Barack Obama won’t play politics, in an excerpt from Jonathan Alter’s The Center Holds.

Barack Obama Lacks the Schmoozing Gene. Here’s Why That’s a Problem.

Barack Obama Lacks the Schmoozing Gene. Here’s Why That’s a Problem.

Who's winning, who's losing, and why.
June 27 2013 9:19 AM

The Schmoozing Gene

How Barack Obama’s unwillingness to play the game made America love him—and undercut his presidency.

President Obama listens while the oath of allegiance is administered during a naturalization ceremony in the East Room of the White House on March 25, 2013 in Washington.
President Obama listens while the oath of allegiance is administered during a naturalization ceremony in the East Room of the White House on March 25, 2013, in Washington, D.C.

Photo by Brendan Smialowski/AFP/Getty Images

For years, Barack Obama was able to keep his poll numbers high because the American public saw him as above the fray. But now that his poll numbers are dipping, he lacks the personal relationships to fall back on when the worm turns—in part because he's stayed so above the fray. Here's how it happened, in an excerpt from Jonathan Alter's The Center Holds: Obama and his Enemies, out now from Simon & Schuster.

Suffering fools had always been part of the presidency. George Washington held weekly dinners with legislators—senators one week, congressmen the next. Franklin Roosevelt filled part of many workdays with 15-minute meetings with individual members of Congress, some of whom got to stay for cocktails that FDR mixed himself. Ronald Reagan and House Speaker Tip O’Neill traded barbs in public but made time for plenty of jokes in private.

By contrast, the Obamas, with the help of Valerie Jarrett, adopted an informal code in the White House. Obama would bring members of Congress into the White House for large meetings and maybe even give them a ride on Air Force One when he went to their state, but the socializing they craved, the invitations to dinner or a movie, were not often part of the package.

--------------------------------------------------

Required actions>
• A. Transcribe the stretch of the excerpt on Obama and Congress from "How Barack Obama’s" through "in Washington, D.C.".
• B. In one to three sentences, explain why, according to the excerpt on Obama and Congress, Obama lacks personal relationships to fall back on now that his poll numbers are dipping.
• C. Resume the excerpt on Obama and Congress after its final sentence.
The material that comes after this text has no connection to it.

Provided material>

--------------------------------------------------

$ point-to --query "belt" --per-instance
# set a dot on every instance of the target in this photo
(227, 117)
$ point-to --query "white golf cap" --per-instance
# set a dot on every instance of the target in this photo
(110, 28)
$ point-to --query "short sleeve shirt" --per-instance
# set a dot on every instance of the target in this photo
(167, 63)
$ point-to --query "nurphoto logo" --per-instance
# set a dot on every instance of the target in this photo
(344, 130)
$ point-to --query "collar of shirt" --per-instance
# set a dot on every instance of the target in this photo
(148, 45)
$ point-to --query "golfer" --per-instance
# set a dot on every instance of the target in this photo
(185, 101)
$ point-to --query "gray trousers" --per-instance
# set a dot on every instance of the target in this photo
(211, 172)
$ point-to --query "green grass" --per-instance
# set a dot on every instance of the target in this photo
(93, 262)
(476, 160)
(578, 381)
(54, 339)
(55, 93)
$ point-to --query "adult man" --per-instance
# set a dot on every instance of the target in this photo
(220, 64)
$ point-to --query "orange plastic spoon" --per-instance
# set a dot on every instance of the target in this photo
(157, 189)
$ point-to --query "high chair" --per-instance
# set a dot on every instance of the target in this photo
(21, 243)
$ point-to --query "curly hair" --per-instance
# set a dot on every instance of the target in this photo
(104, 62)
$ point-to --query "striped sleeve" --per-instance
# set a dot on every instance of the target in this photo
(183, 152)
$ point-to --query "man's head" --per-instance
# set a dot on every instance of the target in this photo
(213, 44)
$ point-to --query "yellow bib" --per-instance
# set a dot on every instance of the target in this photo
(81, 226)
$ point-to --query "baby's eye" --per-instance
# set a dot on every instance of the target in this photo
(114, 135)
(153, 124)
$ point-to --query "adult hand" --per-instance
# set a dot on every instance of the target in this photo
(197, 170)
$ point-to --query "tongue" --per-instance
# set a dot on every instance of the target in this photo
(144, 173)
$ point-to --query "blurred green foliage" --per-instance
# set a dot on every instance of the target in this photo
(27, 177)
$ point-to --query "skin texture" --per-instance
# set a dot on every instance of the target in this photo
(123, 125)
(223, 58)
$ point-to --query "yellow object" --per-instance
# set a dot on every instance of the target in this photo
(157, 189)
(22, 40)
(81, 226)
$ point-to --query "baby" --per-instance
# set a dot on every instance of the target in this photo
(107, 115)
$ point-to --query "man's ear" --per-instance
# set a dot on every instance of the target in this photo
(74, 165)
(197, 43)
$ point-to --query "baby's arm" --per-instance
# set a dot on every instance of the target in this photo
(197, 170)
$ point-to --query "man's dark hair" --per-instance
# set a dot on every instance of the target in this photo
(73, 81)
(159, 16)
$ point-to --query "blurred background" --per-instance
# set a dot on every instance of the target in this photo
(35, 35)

--------------------------------------------------

Solved tasks>
• A.
How Barack Obama’s unwillingness to play the game made America love him—and undercut his presidency.

President Obama listens while the oath of allegiance is administered during a naturalization ceremony in the East Room of the White House on March 25, 2013 in Washington.
President Obama listens while the oath of allegiance is administered during a naturalization ceremony in the East Room of the White House on March 25, 2013, in Washington, D.C.

• B. He lacks those relationships in part because he has stayed so above the fray. The same distance from the fray had earlier kept his poll numbers high with the American public.

• C.
His excuse for not having the GOP leadership over more often was that he had repeatedly invited them and they usually said no. And he had unpleasant memories of intensely courting Republican senators in 2009 to no avail. After passage of the Recovery Act, which won the support of three moderate Republican senators, he received no Republican support at all on his other major legislative victories of 2009 and 2010. He spent many hours with Maine Republican Olympia Snowe, whose objections to Obamacare (including some from the left) he was sure he addressed. But under pressure from her leader, Mitch McConnell, she too voted no.

Obama believed that the days of politicians in Washington settling everything over bourbon and branch water (or, in the case of Reagan and O’Neill, a couple of beers) were over. It used to be that if a president leaned on a member to change his vote, most of his constituents wouldn’t find out. But in the age of instant access to voting records and 24-hour cable, the threat of being “primaried” trumped any influence that might come from a ride on Air Force One or a trip to Camp David.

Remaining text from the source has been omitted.